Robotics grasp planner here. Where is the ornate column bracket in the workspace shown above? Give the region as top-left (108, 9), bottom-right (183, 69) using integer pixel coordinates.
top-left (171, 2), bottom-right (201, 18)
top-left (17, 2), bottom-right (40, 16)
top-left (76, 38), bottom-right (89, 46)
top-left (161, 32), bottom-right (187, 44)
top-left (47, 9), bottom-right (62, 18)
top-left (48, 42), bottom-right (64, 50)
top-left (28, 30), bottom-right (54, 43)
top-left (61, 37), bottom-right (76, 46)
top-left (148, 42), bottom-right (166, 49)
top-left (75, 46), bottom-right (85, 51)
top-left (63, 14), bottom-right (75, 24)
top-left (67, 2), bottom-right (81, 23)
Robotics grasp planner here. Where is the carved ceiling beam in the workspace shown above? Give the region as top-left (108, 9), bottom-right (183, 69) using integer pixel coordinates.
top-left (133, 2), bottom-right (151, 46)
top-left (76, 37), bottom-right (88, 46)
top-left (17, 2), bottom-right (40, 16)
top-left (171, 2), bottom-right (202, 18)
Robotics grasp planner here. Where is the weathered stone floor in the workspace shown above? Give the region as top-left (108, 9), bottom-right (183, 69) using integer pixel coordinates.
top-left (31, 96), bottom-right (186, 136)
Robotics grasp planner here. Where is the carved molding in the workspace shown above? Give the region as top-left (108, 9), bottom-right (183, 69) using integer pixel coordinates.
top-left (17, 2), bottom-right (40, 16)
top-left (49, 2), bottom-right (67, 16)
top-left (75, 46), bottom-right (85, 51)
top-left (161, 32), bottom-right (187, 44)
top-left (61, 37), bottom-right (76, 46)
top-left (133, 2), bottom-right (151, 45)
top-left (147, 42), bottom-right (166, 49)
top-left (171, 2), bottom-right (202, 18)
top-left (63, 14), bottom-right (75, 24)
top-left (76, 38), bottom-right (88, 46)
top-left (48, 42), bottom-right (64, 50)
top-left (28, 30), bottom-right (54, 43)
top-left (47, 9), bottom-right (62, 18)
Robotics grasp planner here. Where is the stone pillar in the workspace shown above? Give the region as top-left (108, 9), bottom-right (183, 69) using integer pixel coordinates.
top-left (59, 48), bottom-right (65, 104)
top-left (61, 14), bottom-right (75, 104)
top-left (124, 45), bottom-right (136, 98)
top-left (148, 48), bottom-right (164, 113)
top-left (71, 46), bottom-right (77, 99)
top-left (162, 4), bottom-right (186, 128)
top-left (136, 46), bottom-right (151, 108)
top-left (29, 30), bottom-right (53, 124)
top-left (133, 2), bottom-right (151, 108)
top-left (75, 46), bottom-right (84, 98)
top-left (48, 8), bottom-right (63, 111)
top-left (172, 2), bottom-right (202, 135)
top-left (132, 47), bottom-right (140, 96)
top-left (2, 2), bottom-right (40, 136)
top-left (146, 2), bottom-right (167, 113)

--

> **Written instruction**:
Express all of the records above as a JSON list of strings, one string per line, leaving out any blank lines.

> **Solution for this task**:
[
  "Robotics grasp planner here. Where is the ornate column bracket in the workspace shown above? Give the region as top-left (108, 9), bottom-right (183, 69) using integer pixel coordinates.",
  "top-left (171, 2), bottom-right (201, 18)",
  "top-left (17, 2), bottom-right (40, 16)",
  "top-left (76, 38), bottom-right (89, 46)",
  "top-left (161, 32), bottom-right (187, 44)",
  "top-left (47, 9), bottom-right (62, 18)",
  "top-left (48, 42), bottom-right (64, 50)",
  "top-left (28, 30), bottom-right (54, 43)",
  "top-left (61, 37), bottom-right (76, 46)",
  "top-left (148, 42), bottom-right (166, 49)",
  "top-left (75, 46), bottom-right (85, 51)",
  "top-left (63, 14), bottom-right (75, 24)",
  "top-left (67, 2), bottom-right (81, 23)",
  "Robotics grasp planner here. Where is the carved ceiling beam in the workspace shown above? Give the region as top-left (108, 9), bottom-right (183, 69) using integer pixel coordinates.",
  "top-left (133, 2), bottom-right (151, 46)",
  "top-left (76, 37), bottom-right (88, 46)",
  "top-left (17, 2), bottom-right (40, 16)",
  "top-left (171, 2), bottom-right (202, 18)",
  "Robotics grasp planner here. Where is the weathered stone floor in the workspace shown above? Give the region as top-left (108, 9), bottom-right (183, 69) using integer pixel coordinates.",
  "top-left (31, 96), bottom-right (186, 136)",
  "Robotics grasp planner here. Where is the carved molding in the workspace shown above? Give the region as top-left (108, 9), bottom-right (183, 69) using integer pixel coordinates.",
  "top-left (17, 2), bottom-right (40, 16)",
  "top-left (49, 2), bottom-right (67, 16)",
  "top-left (75, 46), bottom-right (85, 51)",
  "top-left (161, 32), bottom-right (187, 44)",
  "top-left (61, 37), bottom-right (76, 46)",
  "top-left (133, 2), bottom-right (151, 45)",
  "top-left (147, 42), bottom-right (166, 49)",
  "top-left (171, 2), bottom-right (202, 18)",
  "top-left (63, 14), bottom-right (75, 24)",
  "top-left (76, 38), bottom-right (88, 46)",
  "top-left (48, 42), bottom-right (64, 50)",
  "top-left (28, 30), bottom-right (54, 43)",
  "top-left (47, 9), bottom-right (62, 18)",
  "Robotics grasp planner here. Where is the stone pillar in the workspace shown above? Give the region as top-left (108, 9), bottom-right (183, 69) using integer pixel coordinates.",
  "top-left (59, 48), bottom-right (65, 104)",
  "top-left (61, 14), bottom-right (75, 104)",
  "top-left (124, 45), bottom-right (136, 98)",
  "top-left (148, 48), bottom-right (164, 113)",
  "top-left (71, 46), bottom-right (77, 99)",
  "top-left (162, 4), bottom-right (186, 128)",
  "top-left (136, 46), bottom-right (151, 108)",
  "top-left (29, 30), bottom-right (53, 124)",
  "top-left (133, 2), bottom-right (151, 108)",
  "top-left (75, 46), bottom-right (84, 98)",
  "top-left (48, 8), bottom-right (63, 111)",
  "top-left (172, 2), bottom-right (202, 135)",
  "top-left (132, 47), bottom-right (140, 96)",
  "top-left (2, 2), bottom-right (40, 136)",
  "top-left (146, 2), bottom-right (167, 113)"
]